> _ISTRUZIONI DI LAVORO_
**a.** Traduci in inglese questa frase dell'estratto su Iran e Stati Uniti: "L’Iran ha combattuto una lunga battaglia per rivendicare la propria indipendenza dalle potenze occidentali."
**b.** Prosegui il testo sui rapporti tra Iran e Stati Uniti dopo la sua ultima frase.

> _ESTRATTO_
····················

Cynthia Chung – Strategic Culture – 23 maggio 2020

 

Domenica scorsa, 17 aprile, si è aperta una controversia tra l’Iran e gli Stati Uniti in merito alla decisione di questi ultimi di aumentare la propria presenza militare nelle acque dei Caraibi e del Pacifico orientale, con la presunta motivazione di una campagna anti-narcotici.

Il ministro degli Esteri iraniano Mohammad Javad Zarif ha scritto domenica scorsa al Segretario generale delle Nazioni Unite Antonio Guterres che il vero scopo di questa mossa degli Stati Uniti è quello di “intervenire e creare disagi nel trasferimento di carburante iraniano al Venezuela“. Nella stessa lettera, Zarif ha espresso preoccupazione per “l’intenzione degli Stati Uniti di considerare misure pericolose, illegali e provocatorie contro le petroliere iraniane impegnate in un commercio internazionale perfettamente legale con la Repubblica Bolivariana del Venezuela“.

Lo schieramento iraniano consiste in cinque petroliere che trasportano circa 45,5 milioni di dollari di benzina e prodotti correlati, come parte di un accordo più ampio tra Iran e Venezuela. Gli Stati Uniti hanno imposto sanzioni sulle esportazioni di petrolio di entrambe le nazioni.

Per la prima volta dal 1962, l’Iran ha richiesto l’assistenza del Fondo Monetario Internazionale a causa delle gravi carenze create dalla pandemia Covid-19, chiedendo un prestito d’emergenza di 5 miliardi di dollari. Tuttavia, la richiesta è attualmente bloccata dagli Stati Uniti che, pur rappresentando poco più del 16,5% delle quote di voto del FMI, hanno un veto effettivo sulle decisioni.

A causa della pandemia l’Iran sta attualmente sperimentando una carenza critica di farmaci e attrezzature, ma le sanzioni bancarie impediscono l’acquisto di medicinali e forniture.

È chiaro che queste manovre contro l’Iran non sono in nome della “sicurezza” di nessuno, ma piuttosto un tentativo di costringere l’Iran a piegarsi in ginocchio e a ridursi in uno stato di completa dipendenza.

L’Iran ha combattuto una lunga battaglia per rivendicare la propria indipendenza dalle potenze occidentali.

Ma se vi dicessi che un tempo l’Iran e gli Stati Uniti intrattenevano buone relazioni e che gli Stati Uniti erano di fatto i principali promotori e sostenitori della sovranità dell’Iran?

····················

> _ESTRATTI DELLE VOCI_

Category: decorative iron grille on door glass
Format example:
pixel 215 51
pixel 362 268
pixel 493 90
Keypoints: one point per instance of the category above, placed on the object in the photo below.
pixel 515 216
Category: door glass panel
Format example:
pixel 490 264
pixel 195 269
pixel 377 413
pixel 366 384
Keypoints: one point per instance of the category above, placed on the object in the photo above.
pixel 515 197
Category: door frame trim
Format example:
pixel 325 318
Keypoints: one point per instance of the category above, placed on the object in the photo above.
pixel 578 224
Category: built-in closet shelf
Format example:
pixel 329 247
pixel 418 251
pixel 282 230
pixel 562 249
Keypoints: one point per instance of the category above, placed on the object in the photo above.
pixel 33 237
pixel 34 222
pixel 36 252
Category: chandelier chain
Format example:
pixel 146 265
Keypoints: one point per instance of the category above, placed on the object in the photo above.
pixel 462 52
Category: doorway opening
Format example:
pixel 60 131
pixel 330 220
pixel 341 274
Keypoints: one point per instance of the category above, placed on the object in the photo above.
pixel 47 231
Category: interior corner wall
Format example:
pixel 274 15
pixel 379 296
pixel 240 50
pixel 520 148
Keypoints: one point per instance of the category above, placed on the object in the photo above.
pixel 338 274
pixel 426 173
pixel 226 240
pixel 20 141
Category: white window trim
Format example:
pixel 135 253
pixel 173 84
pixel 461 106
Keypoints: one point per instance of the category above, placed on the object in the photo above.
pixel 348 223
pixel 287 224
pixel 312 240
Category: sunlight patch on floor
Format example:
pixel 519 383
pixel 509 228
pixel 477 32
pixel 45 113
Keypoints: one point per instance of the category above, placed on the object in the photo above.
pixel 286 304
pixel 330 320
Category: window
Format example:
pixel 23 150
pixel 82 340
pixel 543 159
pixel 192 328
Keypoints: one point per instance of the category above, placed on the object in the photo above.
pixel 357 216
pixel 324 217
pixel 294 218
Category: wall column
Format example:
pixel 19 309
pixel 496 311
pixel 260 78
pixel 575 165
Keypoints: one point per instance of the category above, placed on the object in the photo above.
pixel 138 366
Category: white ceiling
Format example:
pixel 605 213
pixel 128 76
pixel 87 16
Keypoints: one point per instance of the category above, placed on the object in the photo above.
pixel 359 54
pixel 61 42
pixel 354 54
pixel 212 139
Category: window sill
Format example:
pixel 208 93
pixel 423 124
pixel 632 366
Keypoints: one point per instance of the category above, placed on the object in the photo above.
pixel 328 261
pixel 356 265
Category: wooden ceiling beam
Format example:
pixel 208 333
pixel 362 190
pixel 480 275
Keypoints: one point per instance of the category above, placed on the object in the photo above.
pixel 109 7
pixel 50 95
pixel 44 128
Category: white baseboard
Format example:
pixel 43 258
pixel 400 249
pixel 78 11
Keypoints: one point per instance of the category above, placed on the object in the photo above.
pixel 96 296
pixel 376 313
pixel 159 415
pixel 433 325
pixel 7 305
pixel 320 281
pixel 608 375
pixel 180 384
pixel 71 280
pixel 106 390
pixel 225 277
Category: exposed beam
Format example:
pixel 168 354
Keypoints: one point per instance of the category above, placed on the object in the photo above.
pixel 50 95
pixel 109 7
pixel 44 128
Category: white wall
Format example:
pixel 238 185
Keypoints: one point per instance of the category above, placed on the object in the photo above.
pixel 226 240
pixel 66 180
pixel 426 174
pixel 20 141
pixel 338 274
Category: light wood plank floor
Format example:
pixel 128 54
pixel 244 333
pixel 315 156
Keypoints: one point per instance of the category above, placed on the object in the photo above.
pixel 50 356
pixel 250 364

····················

> _ELENCO RISPOSTE_
**a.** Iran has fought a long battle to assert its independence from the Western powers.

**b.**
Quasi come in un dramma shakespeariano di tragedia e tradimento, la relazione fu messa a repentaglio da un terzo attore. Come ha spiegato John Perkins nel suo libro “Confessioni di un sicario dell’economia”, il primo colpo di Stato americano contro un Paese straniero fu il rovesciamento del primo ministro nazionalista iraniano Mosaddegh nel 1953. Tuttavia, ciò che spesso viene tralasciato… è che si trattò di un’operazione ideata e progettata dagli inglesi.

 

Per capire come e perché gli Stati Uniti furono trascinati in un simile affare, la nostra storia inizia 150 anni fa…

Dieu et mon droit

Tutto ebbe inizio nel 1872, quando Nasir al-Din Shah concesse al barone britannico Julius de Reuter (nato Israel Beer Josaphat, 1816) i diritti sull’intero patrimonio economico dell’Iran. Reuter non solo controllava l’industria, l’agricoltura e i trasporti ferroviari dell’Iran, ma deteneva anche il diritto di emettere moneta e di istituire una banca nazionale, chiamata Banca Imperiale di Persia, che era sotto il diretto controllo britannico.

 

Nel 1901, Muzzaffar al-Din Shah negoziò quello che divenne noto come il Contratto D’Arcy, concedendo a William Knox D’Arcy, milionario londinese assiduo degli ambienti mondani, il privilegio speciale ed esclusivo di possedere e gestire il gas naturale e il petrolio dell’Iran per un periodo di 60 anni.

Il 26 maggio 1908 D’Arcy scoprì un enorme giacimento di petrolio a Masjed-Soleiman. La Gran Bretagna creò immediatamente l’APOC nel 1908, acquistando i diritti sull’oro nero da D’Arcy. Sei anni dopo, il Primo Lord dell’Ammiragliato Winston Churchill diede l’ordine di acquistare il 51% dell’APOC, nazionalizzando di fatto la società. Questo per garantire il libero flusso di petrolio alla marina britannica. Fu la prima società a estrarre petrolio dall’Iran.

L’Iran riceveva solo il 16% delle royalties sul petrolio.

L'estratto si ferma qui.